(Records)
-------
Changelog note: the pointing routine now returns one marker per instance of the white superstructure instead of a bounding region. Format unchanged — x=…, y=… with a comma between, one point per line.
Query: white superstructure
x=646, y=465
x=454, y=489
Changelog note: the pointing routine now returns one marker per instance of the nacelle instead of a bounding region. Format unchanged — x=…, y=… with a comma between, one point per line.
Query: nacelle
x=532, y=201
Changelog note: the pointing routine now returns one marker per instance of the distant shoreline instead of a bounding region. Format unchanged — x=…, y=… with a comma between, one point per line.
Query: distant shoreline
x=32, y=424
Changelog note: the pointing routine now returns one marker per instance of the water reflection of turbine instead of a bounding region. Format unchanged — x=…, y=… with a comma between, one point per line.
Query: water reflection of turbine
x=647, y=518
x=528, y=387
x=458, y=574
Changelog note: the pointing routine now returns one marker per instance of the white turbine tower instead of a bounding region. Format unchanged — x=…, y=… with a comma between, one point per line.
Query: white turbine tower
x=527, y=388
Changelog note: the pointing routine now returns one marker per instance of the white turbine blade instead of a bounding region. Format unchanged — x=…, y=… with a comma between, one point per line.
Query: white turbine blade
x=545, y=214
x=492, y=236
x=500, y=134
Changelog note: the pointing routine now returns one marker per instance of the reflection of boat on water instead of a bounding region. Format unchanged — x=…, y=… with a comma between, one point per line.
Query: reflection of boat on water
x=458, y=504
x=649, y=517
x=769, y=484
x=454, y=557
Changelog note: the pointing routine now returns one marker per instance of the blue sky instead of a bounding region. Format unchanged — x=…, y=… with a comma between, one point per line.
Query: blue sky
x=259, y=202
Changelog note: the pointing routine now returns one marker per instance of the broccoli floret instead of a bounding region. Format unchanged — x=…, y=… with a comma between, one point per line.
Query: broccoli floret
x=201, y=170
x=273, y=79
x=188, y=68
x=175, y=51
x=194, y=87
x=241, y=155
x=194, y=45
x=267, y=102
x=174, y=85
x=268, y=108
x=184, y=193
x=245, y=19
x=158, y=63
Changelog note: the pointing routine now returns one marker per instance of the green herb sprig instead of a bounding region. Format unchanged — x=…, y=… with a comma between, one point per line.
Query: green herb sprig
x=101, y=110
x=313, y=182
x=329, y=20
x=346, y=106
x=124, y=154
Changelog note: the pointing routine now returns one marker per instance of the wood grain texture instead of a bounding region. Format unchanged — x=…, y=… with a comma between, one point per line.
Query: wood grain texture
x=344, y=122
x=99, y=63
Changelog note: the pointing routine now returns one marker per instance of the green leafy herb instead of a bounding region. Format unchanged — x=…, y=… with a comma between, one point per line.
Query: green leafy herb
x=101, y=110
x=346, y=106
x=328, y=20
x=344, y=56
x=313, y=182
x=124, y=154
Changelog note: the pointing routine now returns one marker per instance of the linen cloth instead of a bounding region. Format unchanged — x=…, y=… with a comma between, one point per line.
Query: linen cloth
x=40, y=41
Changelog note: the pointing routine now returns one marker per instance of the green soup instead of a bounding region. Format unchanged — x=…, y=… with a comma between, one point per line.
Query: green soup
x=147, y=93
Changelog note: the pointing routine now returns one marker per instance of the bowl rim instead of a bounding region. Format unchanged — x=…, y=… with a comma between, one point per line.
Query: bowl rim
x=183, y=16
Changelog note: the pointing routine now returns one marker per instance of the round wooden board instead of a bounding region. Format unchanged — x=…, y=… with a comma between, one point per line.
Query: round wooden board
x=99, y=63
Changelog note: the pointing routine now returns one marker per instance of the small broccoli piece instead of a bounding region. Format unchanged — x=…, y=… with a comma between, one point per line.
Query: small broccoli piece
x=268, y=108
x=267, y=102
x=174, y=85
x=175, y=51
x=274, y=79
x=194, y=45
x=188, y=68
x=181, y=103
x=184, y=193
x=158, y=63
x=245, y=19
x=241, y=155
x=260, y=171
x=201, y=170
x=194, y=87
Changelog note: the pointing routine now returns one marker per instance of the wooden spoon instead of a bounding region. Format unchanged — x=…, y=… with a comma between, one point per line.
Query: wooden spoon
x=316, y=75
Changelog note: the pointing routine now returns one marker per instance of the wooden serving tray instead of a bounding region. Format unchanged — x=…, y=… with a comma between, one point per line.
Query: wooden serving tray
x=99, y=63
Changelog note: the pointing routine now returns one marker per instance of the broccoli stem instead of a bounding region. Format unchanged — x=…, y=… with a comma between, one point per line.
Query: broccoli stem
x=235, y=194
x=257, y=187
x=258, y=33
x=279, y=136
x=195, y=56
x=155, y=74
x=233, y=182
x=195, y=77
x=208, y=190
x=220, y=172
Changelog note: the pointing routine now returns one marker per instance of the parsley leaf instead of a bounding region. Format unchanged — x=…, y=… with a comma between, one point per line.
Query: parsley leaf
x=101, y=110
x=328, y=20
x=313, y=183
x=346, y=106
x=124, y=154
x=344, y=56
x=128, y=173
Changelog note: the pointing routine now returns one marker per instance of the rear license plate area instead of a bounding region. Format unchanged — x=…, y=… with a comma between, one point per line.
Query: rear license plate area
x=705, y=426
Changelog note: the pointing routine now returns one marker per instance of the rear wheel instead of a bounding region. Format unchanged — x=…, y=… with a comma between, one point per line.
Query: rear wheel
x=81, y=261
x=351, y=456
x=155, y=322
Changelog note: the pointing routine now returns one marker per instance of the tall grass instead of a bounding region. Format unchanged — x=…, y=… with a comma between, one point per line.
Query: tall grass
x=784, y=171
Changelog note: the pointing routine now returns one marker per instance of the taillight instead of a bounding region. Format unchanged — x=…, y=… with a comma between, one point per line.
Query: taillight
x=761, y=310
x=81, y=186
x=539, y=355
-------
- **Exercise aim**:
Rewrite the entries from the start through the line containing "x=458, y=574", both ends included, keeping every line, and add -137 to each x and y coordinate in the answers.

- **Response to the task**:
Changelog note: the pointing routine now returns one marker per instance of the white superstructure instead of a bounding region. Format unchanged — x=…, y=… with a comma between, one point per line.
Query: white superstructure
x=509, y=328
x=317, y=352
Changelog note: the pointing routine now returns one marker per instance of the nacelle instead of a bounding region. Format unchanged — x=…, y=… with a comma between, one point per line.
Query: nacelle
x=395, y=64
Changelog note: the pointing routine now returns one marker per instance of the distant shoreline instead of a bounding region. Format unchanged — x=…, y=… with a comma between, one point per line.
Query: distant shoreline
x=-105, y=287
Changelog note: the pointing routine now returns one marker per instance of the water reflection of turbine instead of a bounding region. Format unchanged — x=…, y=… with a comma between, one point per line.
Query: water reflection of turbine
x=510, y=381
x=391, y=250
x=321, y=437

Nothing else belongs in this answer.